───── Document ─────

Compare interpolation methods

In this notebook we do spatial interpolation of CML rainfall data and compare IDW and Kriging, each with different parameters. Before we can do the spatial interpolation we first have to process the example CML data.

[1]:
import pycomlink as pycml
import matplotlib.pyplot as plt
import matplotlib as mpl
import numpy as np
import pandas as pd
import xarray as xr
/Users/chwala-c/code/pycomlink/pycomlink/io/examples.py:1: UserWarning: pkg_resources is deprecated as an API. See https://setuptools.pypa.io/en/latest/pkg_resources.html. The pkg_resources package is slated for removal as early as 2025-11-30. Refrain from using this package or pin to Setuptools<81.
  import pkg_resources

Load example CML data

[2]:
cmls = xr.open_dataset(pycml.io.examples.get_example_data_path() + '/example_cml_data.nc')
cmls
[2]:
<xarray.Dataset> Size: 254MB
Dimensions:           (channel_id: 2, cml_id: 500, time: 15840)
Coordinates:
  * time              (time) datetime64[ns] 127kB 2018-05-10 ... 2018-05-20T2...
  * cml_id            (cml_id) <U3 6kB '0' '1' '2' '3' ... '497' '498' '499'
    length            (cml_id) float64 4kB ...
    site_a_latitude   (cml_id) float64 4kB ...
    site_a_longitude  (cml_id) float64 4kB ...
    site_b_latitude   (cml_id) float64 4kB ...
    site_b_longitude  (cml_id) float64 4kB ...
  * channel_id        (channel_id) <U9 72B 'channel_1' 'channel_2'
    frequency         (cml_id, channel_id) float64 8kB ...
    polarization      (cml_id, channel_id) <U1 4kB ...
Data variables:
    rsl               (channel_id, cml_id, time) float64 127MB ...
    tsl               (channel_id, cml_id, time) float64 127MB ...

Set fill values to NaN and interpolate short gaps

[ ]:
cmls['tsl'] = cmls.tsl.where(cmls.tsl != 255.0)
cmls['rsl'] = cmls.rsl.where(cmls.rsl != -99.9)
cmls['trsl'] = cmls.tsl - cmls.rsl

cmls['trsl'] = cmls.trsl.interpolate_na(dim='time', method='linear', max_gap='5min')

───── Raw records ─────

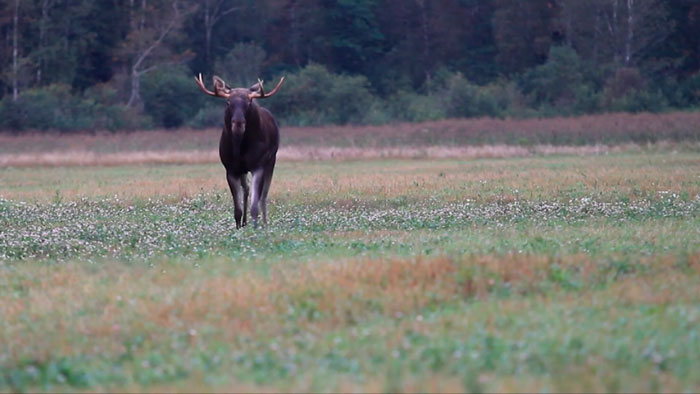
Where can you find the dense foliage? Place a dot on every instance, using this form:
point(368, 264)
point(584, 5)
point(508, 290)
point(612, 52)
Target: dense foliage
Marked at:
point(84, 65)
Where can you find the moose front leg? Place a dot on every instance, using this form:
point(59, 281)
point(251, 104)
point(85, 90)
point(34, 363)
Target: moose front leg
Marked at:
point(235, 183)
point(245, 180)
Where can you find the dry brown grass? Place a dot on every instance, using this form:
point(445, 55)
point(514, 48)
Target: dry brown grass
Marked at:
point(635, 175)
point(608, 129)
point(298, 153)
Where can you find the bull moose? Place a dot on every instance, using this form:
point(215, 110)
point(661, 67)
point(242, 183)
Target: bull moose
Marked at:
point(248, 144)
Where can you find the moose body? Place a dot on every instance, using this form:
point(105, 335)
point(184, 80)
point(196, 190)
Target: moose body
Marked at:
point(248, 145)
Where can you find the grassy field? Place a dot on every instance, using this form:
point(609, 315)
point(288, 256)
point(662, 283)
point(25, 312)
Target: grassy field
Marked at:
point(542, 273)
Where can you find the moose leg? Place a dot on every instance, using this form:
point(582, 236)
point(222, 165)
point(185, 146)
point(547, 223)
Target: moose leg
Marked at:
point(245, 180)
point(235, 184)
point(257, 192)
point(267, 180)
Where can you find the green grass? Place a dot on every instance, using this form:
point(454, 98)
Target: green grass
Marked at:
point(547, 274)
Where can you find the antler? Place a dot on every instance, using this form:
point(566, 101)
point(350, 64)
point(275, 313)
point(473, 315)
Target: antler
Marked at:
point(262, 94)
point(217, 90)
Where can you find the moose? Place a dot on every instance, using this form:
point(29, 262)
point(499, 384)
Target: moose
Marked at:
point(248, 144)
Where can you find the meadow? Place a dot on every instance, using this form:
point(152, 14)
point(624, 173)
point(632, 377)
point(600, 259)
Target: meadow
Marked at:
point(502, 272)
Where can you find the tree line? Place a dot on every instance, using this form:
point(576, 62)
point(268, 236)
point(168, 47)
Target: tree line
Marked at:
point(128, 64)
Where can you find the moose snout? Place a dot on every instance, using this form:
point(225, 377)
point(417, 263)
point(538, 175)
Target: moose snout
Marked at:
point(238, 125)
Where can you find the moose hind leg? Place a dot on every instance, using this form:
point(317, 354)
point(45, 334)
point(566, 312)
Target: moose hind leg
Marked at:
point(235, 184)
point(267, 180)
point(256, 194)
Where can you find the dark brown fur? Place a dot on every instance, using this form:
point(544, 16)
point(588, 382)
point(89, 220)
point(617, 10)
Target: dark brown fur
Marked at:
point(248, 144)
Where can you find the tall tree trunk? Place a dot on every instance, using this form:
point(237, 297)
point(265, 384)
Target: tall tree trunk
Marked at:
point(208, 27)
point(630, 32)
point(426, 46)
point(135, 97)
point(15, 52)
point(45, 4)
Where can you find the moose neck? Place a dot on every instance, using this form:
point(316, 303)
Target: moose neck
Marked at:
point(252, 125)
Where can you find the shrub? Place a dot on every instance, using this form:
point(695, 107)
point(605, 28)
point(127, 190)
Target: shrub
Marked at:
point(464, 99)
point(242, 65)
point(560, 83)
point(412, 107)
point(54, 107)
point(170, 98)
point(314, 96)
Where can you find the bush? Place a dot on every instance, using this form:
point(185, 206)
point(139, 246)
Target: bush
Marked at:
point(54, 107)
point(314, 96)
point(170, 97)
point(465, 100)
point(559, 84)
point(412, 107)
point(242, 65)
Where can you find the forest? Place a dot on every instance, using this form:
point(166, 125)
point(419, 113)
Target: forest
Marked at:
point(82, 65)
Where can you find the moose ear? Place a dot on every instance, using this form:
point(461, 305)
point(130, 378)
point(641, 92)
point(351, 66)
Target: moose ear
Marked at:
point(220, 85)
point(256, 87)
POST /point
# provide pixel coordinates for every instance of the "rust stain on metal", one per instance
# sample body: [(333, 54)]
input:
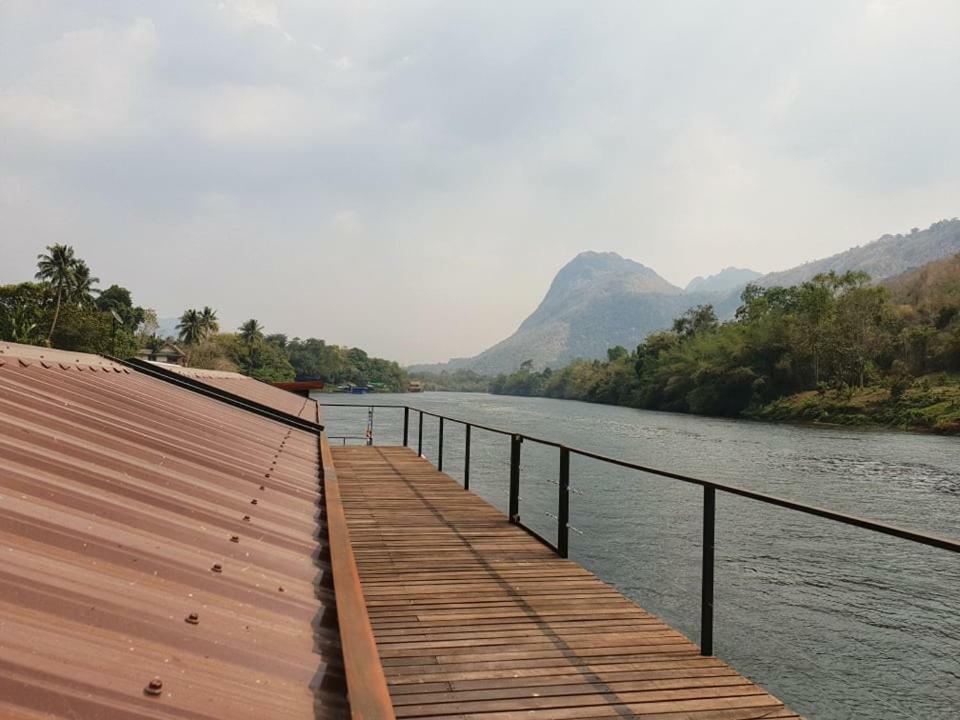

─────

Work to do
Rewrite the notebook starting with "import pkg_resources" and going on through "500, time: 15840)", renaming "cmls" to "links" everywhere it occurs in that stretch.

In response
import pkg_resources

Load example CML data

[2]:
links = xr.open_dataset(pycml.io.examples.get_example_data_path() + '/example_cml_data.nc')
links
[2]:
<xarray.Dataset> Size: 254MB
Dimensions:           (channel_id: 2, cml_id: 500, time: 15840)